Êtes-vous prêts… pour un enchantement ?
Non, parce que je ne voudrais pas vous prendre par surprise. Autant qu’une image choquante peut rester longtemps scotchée à la rétine, un ravissement peut faire décoller du sol à un moment tout à fait inopportun.
Aussi, je préfère prévenir.
Le Bois Dormait, de Rébecca Dautremer
Trigger warning : beauté sublime
Bon, je vous vois venir « Ah, mais Rébecca Dautremer, je connais ! » Commençons par là : quand on sait déjà que c’est beau, on se montre parfois moins attentif, et c’est un tort. On risque de manquer le murmure qui s’échappe — d’avoir tourné la page trop vite. Aussi, j’espère vous donner envie de bien regarder cet album…
Pourquoi est-ce beau ?
On retrouve l’univers esthétique de Rébecca Dautremer, dans ses couleurs chatoyantes et sa poésie intimiste. Vous reconnaîtrez :
- les couleurs orientales, avec ces dominantes de rouges relevés par du turquoise ;
- ces yeux en amande, ces visages ovales, ces mouvements des corps aux formes arrondies ;
- cette délicatesse assez typique des estampes et tapisseries sino-japonaises.

| Données fournies |
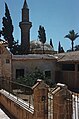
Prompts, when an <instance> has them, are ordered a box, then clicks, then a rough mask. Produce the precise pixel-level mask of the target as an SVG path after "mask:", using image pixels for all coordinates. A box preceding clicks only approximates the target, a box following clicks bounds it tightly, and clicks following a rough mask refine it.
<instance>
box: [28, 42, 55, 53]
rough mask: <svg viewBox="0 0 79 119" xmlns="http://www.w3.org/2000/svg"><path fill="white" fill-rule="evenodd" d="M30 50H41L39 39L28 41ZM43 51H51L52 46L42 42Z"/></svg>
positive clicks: (46, 43)
mask: <svg viewBox="0 0 79 119" xmlns="http://www.w3.org/2000/svg"><path fill="white" fill-rule="evenodd" d="M30 49H31V50H43V44H42V43H41V42H40V41H39V40H34V41H31V43H30ZM44 51H53V47H52V46H51V45H49V44H48V43H45V44H44Z"/></svg>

| Consignes |
**1.** Recopiez l'extrait sur l'album « Le Bois Dormait » depuis « Êtes-vous prêts… pour » jusqu'à « à fait inopportun. », ces deux passages compris.
**2.** Rédigez la suite de l'extrait sur l'album « Le Bois Dormait » à partir de l'endroit où il s'arrête.
Les entrées n'ont aucun lien avec l'extrait sur l'album « Le Bois Dormait ».

| Corrigé des exercices |
**1.**
Êtes-vous prêts… pour un enchantement ?
Non, parce que je ne voudrais pas vous prendre par surprise. Autant qu’une image choquante peut rester longtemps scotchée à la rétine, un ravissement peut faire décoller du sol à un moment tout à fait inopportun.

**2.**
Mais il y a aussi une saveur old-school enchanteresse à cet album. Ça passe par de petits détails, comme le fait que le texte soit sous les pieds des personnages, à l’ancienne (et non dans des bulles)…
…mais aussi par de plus gros hommages, comme celui que je perçois à Little Nemo.
Little Nemo de Winsor McCay est une bande-dessinée née en 1905 (l’une des toute premières, donc). Les petits personnages du narrateur et de son compagnon y font irrésistiblement penser :
- par le style de dessin, le trait adopté ;
- par les costumes, pleins d’une fantaisie médiévale ;
- par l’aspect BD, of course, de ces cases invisibles qui font évoluer nos personnages sur la page de gauche ;
- par le thème du sommeil et du rêve !
Dans Little Nemo, le principe, c’est que chaque strip commence par Nemo qui s’embarque dans un rêve/aventure, et s’achève par Nemo qui se réveille, souvent en tombant de son lit.

(Si vous ne connaissez pas Ohmigod je suis trop contente pour vous ça va être un vrai bonheur à découvrir.)
Ici, le narrateur observe des personnages endormis, qui sont dans un autre univers (couleurs et style de dessin différents, opposition entre les pages de gauche et celles de droites).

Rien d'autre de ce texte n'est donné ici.